DIRECTION —
Update the records from the line holding "Identify every instance of the burning" through the end of the records, inclusive, by changing "glowing ember" to "hot coal". Give only those lines back, with nothing else altered.

★ ★ ★ ★ ★

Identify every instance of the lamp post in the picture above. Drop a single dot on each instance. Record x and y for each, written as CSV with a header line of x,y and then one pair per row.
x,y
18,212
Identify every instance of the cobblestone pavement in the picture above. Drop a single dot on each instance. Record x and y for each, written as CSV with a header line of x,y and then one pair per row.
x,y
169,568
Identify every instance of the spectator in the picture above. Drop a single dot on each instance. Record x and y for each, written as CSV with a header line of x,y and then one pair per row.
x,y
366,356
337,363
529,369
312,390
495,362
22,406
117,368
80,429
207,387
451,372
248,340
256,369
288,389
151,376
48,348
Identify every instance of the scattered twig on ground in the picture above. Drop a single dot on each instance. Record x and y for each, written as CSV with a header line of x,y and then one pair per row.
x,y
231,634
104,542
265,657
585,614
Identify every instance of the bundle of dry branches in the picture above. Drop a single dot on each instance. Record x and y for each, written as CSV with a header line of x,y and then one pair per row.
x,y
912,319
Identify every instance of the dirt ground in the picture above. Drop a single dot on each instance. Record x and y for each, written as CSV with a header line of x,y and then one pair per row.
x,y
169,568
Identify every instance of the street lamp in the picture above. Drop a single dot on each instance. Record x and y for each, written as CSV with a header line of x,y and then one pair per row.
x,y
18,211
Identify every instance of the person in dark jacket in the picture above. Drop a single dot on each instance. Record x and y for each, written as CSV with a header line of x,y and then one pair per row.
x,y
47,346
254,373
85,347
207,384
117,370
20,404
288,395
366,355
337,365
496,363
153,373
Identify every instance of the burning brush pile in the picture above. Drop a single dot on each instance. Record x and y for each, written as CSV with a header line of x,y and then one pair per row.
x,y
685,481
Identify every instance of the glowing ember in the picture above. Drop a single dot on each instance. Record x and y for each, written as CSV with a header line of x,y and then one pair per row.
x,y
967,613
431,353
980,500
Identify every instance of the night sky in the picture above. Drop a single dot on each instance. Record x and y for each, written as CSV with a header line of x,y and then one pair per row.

★ ★ ★ ★ ★

PROBLEM SOLUTION —
Identify every instance of the burning brush pile in the picture above. Drop a single dot on each instance. Record x and y for each, written as CSV with a header line of x,y and then one pair per row.
x,y
685,481
Identify every instance of the hot coal in the picture above. Drop a single dot on each instance. Record x and y for each, written as CSV with a header line of x,y and then one pair per row.
x,y
967,613
431,353
980,500
Identify every instance of the night sky in the picture above. Drop a single dot on each instance. Record x and y for each, written as CSV with a header line of x,y and then one pair per row.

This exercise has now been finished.